• **SCHRIFTLICHE AUFGABE 1**: Gib die folgende Buchbesprechung vollständig und unverändert wieder.

• **VORLIEGENDER TEXT**:
▼▼▼

Wir verstehen die Welt nicht mehr

von Christoph von Marschall
Verlag: Verlag Herder [mehr Bücher von diesem Verlag zeigen]
Sparte: Sachbuch
ISBN-13 978-3-451-38074-7

Preis: 3,00 Euro bei Amazon.de [Stand: 17. April 2024]
Für einen Wandel in den Köpfen (nicht nur den politischen)

Als promovierter Historiker und Journalist im Hauptberuf verbindet Christoph von Marschall in seinem neuen Werk fundiert zentrale politische Themen der Gegenwart Deutschlands in Bezug auf seine Rolle in Europa in der Welt mit einem höchst lesbaren, flüssigen Stil. Mit vielen griffigen Formulierungen und immer klar auf den Punkt kommend, mahnt von Marschall eindringlich an, die faktisch gewichtige Rolle Deutschlands in der Welt auch verantwortlich und damit ein stückweit federführend gegenüber den "Freunden" anzunehmen. Was schon damit beginnt, sich anders als nur reaktiv oder auf schnelle Antworten auf irritierende Äußerungen zu geben mit der Verbindung zu den USA auseinanderzusetzen und dies, natürlich, möglichst breit auch im Verbund der anderen Nationen zu gestalten. Die Wertegemeinschaft des Westens als "normatives Projekt" nicht nur verbal zu bekunden, sondern auch tatkräftig sich einzubringen. Was, wie von Marschall aufführt, aktuell nicht unbedingt in gegebenem Umfang der Fall ist und ein politisches Umdenken erforderlich macht.

▲▲▲

• **GEGEBENE ANGABEN**:
▼▼▼

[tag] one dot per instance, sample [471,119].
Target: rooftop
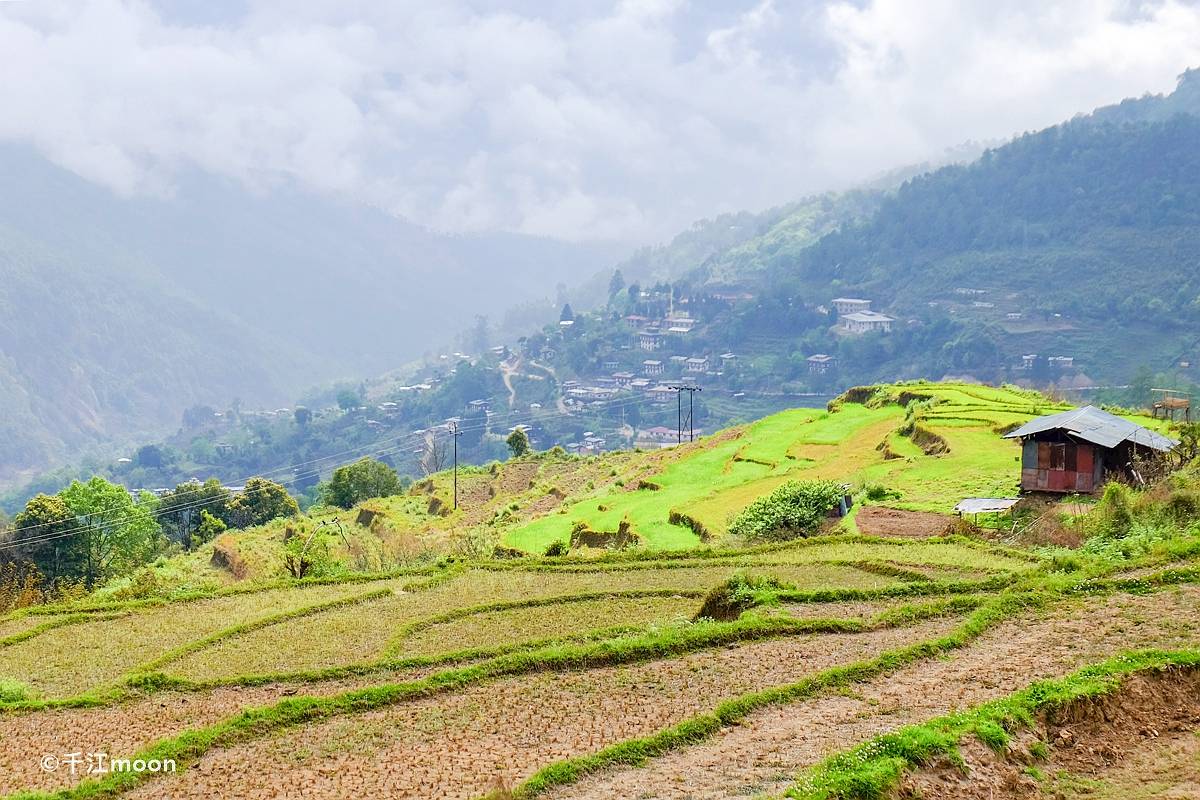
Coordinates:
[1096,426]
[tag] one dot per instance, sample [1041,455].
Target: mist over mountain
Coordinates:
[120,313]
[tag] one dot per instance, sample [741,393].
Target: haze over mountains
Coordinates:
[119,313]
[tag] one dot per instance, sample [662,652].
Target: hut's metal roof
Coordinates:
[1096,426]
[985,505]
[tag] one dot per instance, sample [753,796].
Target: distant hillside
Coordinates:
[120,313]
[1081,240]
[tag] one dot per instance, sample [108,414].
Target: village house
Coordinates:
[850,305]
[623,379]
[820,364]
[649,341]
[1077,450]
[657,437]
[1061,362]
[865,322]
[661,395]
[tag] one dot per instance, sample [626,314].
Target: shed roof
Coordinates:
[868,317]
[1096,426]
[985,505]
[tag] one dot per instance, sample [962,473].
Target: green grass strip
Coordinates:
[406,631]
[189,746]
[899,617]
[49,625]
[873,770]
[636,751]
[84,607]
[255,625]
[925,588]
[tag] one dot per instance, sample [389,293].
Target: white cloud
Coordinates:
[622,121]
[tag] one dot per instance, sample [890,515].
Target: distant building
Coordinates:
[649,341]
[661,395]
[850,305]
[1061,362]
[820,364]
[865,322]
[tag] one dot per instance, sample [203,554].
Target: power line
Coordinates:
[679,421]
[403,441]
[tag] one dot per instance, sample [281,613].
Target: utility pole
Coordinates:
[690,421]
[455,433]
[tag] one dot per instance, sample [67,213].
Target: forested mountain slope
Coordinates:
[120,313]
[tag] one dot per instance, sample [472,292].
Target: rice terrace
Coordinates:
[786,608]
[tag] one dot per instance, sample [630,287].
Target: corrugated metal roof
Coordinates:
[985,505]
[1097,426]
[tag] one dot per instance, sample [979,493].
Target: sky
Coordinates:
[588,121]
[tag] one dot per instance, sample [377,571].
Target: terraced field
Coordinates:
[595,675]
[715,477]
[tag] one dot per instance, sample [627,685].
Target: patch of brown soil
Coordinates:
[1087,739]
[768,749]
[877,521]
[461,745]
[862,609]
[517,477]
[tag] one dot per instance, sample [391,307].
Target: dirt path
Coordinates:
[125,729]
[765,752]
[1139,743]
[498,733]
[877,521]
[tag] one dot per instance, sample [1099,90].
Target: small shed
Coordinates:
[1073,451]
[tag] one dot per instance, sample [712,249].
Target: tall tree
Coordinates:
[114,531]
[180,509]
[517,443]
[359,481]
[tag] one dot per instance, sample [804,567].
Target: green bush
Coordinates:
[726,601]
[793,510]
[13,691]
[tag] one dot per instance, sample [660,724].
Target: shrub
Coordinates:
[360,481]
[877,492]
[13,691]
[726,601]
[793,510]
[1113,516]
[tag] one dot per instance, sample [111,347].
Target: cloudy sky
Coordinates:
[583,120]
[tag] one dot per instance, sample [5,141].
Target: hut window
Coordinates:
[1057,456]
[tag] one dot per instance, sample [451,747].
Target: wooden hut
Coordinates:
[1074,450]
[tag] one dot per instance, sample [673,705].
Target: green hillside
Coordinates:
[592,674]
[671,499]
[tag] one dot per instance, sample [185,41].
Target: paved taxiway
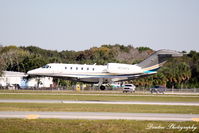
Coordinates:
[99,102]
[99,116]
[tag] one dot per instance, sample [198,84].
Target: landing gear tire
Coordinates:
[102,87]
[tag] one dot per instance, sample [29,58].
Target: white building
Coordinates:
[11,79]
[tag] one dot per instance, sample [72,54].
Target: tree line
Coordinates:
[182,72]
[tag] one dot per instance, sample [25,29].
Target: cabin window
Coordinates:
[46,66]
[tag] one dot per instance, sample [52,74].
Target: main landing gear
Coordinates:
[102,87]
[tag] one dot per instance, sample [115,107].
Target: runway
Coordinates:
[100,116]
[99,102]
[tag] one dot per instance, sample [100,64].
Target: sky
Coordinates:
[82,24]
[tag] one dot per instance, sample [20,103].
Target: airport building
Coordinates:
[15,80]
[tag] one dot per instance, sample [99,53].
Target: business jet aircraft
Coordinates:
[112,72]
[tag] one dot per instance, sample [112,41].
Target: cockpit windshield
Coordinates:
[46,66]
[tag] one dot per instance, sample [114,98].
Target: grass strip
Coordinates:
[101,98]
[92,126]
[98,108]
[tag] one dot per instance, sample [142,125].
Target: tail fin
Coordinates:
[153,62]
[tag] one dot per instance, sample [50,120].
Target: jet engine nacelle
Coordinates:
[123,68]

▲▲▲
▼▼▼

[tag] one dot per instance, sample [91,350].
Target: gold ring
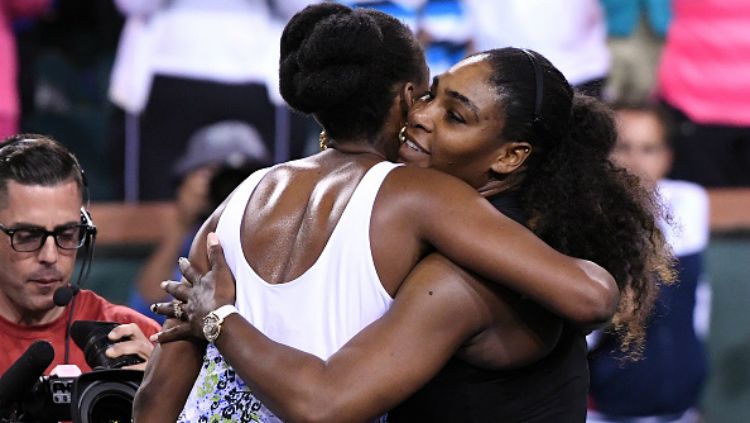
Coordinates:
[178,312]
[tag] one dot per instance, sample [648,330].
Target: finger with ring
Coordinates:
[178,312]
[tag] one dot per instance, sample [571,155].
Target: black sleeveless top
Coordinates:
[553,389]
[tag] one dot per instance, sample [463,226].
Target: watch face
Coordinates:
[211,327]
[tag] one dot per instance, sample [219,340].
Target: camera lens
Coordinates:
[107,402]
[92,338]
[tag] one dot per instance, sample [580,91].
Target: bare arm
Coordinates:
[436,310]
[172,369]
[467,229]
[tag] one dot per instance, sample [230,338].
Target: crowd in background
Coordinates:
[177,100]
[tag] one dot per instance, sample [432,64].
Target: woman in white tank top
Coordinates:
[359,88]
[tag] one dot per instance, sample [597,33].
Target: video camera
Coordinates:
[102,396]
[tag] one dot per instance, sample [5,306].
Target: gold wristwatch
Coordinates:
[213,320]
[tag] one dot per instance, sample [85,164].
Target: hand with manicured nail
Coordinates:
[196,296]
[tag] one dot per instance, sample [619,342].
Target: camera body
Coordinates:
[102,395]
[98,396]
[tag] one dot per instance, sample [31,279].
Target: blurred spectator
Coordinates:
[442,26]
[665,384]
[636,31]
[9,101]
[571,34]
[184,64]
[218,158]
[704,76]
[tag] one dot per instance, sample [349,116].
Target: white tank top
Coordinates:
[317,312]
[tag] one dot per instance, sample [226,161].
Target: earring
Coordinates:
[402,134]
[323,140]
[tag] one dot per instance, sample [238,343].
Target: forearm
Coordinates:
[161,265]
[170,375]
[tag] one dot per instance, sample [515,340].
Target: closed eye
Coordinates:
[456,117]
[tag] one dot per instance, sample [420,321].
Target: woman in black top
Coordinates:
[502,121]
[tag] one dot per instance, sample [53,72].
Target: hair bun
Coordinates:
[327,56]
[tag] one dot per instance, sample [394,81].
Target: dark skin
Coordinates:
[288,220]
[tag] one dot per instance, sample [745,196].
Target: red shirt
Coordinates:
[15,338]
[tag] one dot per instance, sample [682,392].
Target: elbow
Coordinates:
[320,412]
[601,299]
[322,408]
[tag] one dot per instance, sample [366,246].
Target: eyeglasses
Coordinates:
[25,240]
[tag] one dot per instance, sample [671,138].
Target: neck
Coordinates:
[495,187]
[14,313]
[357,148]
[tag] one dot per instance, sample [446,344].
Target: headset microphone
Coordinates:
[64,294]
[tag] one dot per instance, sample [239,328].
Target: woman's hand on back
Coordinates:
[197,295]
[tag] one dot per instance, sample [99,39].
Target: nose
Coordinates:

▲▲▲
▼▼▼

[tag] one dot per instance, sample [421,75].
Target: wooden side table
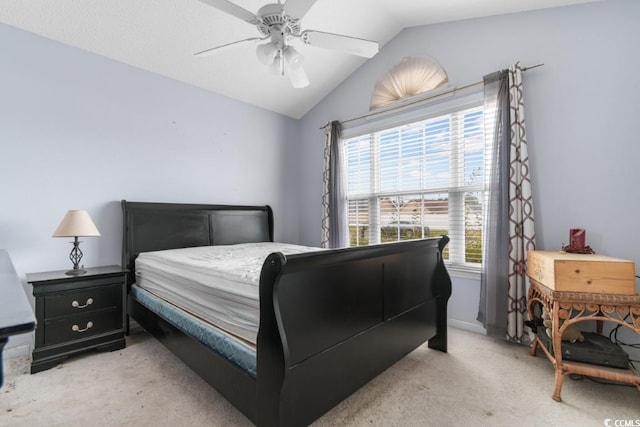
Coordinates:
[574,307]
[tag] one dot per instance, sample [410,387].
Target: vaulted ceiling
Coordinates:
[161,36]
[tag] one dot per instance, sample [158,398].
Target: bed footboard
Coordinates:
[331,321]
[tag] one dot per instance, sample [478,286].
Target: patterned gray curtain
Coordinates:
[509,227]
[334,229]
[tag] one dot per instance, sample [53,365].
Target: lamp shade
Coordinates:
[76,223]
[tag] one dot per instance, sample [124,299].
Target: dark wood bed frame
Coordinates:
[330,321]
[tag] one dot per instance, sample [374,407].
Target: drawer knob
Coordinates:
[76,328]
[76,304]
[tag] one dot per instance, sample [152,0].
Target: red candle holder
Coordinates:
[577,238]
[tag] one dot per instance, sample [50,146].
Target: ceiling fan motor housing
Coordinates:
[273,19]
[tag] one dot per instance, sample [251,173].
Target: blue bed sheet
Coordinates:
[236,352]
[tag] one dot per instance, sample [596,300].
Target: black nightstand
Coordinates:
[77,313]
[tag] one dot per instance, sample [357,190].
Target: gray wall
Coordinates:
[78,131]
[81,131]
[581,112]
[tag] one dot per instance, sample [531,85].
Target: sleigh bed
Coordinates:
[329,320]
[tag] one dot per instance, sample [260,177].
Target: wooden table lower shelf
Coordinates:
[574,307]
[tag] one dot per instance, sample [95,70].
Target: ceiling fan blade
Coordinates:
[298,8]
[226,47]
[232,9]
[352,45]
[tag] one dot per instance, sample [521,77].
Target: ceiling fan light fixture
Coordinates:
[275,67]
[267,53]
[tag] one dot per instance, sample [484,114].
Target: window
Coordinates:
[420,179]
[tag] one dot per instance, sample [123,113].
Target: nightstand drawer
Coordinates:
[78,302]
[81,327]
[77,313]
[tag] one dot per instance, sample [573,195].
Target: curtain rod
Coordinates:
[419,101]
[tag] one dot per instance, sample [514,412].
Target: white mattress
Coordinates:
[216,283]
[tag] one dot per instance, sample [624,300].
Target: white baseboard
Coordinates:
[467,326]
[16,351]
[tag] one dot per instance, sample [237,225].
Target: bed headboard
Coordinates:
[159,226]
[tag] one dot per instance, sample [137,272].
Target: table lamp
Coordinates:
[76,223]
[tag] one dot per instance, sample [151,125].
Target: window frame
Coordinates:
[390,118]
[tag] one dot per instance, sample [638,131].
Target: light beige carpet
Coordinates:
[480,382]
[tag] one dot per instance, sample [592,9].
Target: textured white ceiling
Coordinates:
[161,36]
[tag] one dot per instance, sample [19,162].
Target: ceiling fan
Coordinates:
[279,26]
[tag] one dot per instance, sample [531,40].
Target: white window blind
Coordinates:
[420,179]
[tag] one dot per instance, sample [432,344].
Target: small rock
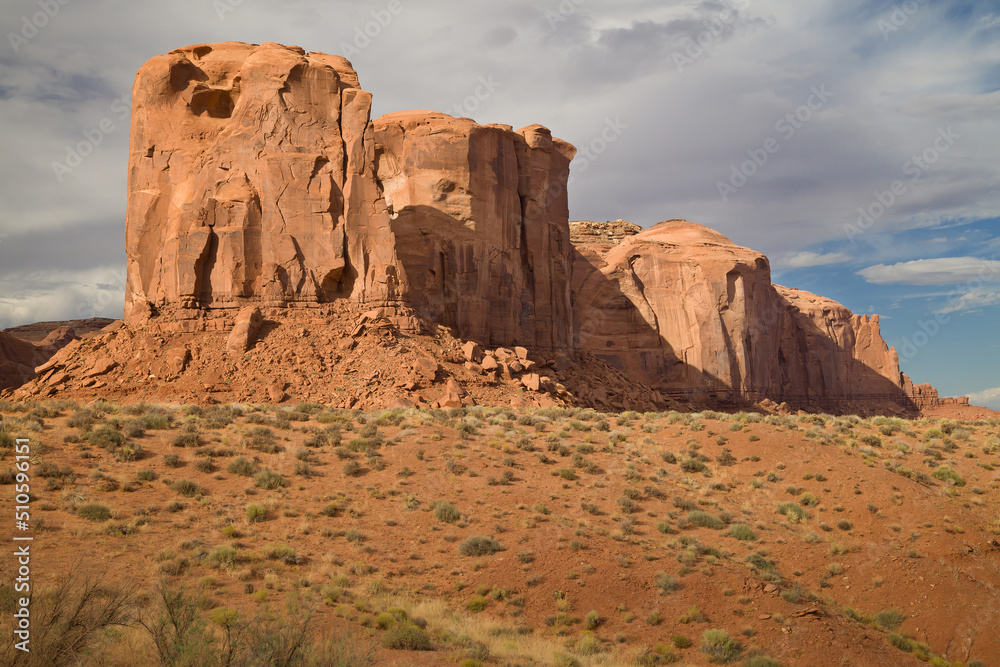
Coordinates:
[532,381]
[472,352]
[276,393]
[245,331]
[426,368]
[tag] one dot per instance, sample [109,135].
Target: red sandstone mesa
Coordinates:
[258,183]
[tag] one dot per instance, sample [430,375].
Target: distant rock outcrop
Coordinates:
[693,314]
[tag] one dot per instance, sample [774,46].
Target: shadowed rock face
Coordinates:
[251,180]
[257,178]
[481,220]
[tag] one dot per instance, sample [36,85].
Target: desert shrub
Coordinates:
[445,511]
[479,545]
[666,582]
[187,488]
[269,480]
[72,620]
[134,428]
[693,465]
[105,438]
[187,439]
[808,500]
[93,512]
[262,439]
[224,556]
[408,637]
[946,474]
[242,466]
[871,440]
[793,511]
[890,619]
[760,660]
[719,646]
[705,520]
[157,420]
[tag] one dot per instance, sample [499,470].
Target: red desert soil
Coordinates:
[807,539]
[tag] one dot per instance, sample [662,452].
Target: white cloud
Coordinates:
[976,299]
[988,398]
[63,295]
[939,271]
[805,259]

▲▲▲

• **SCHRIFTLICHE AUFGABE 2**: Suche in den obigen Datensätzen jede Zeile, die die Zeichenfolge „dark“ enthält, und kopiere sie. Groß- und Kleinschreibung ist dabei zu beachten.

• **ENDGÜLTIGE ANTWORT 1**:
Wir verstehen die Welt nicht mehr

von Christoph von Marschall
Verlag: Verlag Herder [mehr Bücher von diesem Verlag zeigen]
Sparte: Sachbuch
ISBN-13 978-3-451-38074-7

Preis: 3,00 Euro bei Amazon.de [Stand: 17. April 2024]
Für einen Wandel in den Köpfen (nicht nur den politischen)

Als promovierter Historiker und Journalist im Hauptberuf verbindet Christoph von Marschall in seinem neuen Werk fundiert zentrale politische Themen der Gegenwart Deutschlands in Bezug auf seine Rolle in Europa in der Welt mit einem höchst lesbaren, flüssigen Stil. Mit vielen griffigen Formulierungen und immer klar auf den Punkt kommend, mahnt von Marschall eindringlich an, die faktisch gewichtige Rolle Deutschlands in der Welt auch verantwortlich und damit ein stückweit federführend gegenüber den "Freunden" anzunehmen. Was schon damit beginnt, sich anders als nur reaktiv oder auf schnelle Antworten auf irritierende Äußerungen zu geben mit der Verbindung zu den USA auseinanderzusetzen und dies, natürlich, möglichst breit auch im Verbund der anderen Nationen zu gestalten. Die Wertegemeinschaft des Westens als "normatives Projekt" nicht nur verbal zu bekunden, sondern auch tatkräftig sich einzubringen. Was, wie von Marschall aufführt, aktuell nicht unbedingt in gegebenem Umfang der Fall ist und ein politisches Umdenken erforderlich macht.

• **ENDGÜLTIGE ANTWORT 2**:
Target: dark skin
Target: dark wood bed frame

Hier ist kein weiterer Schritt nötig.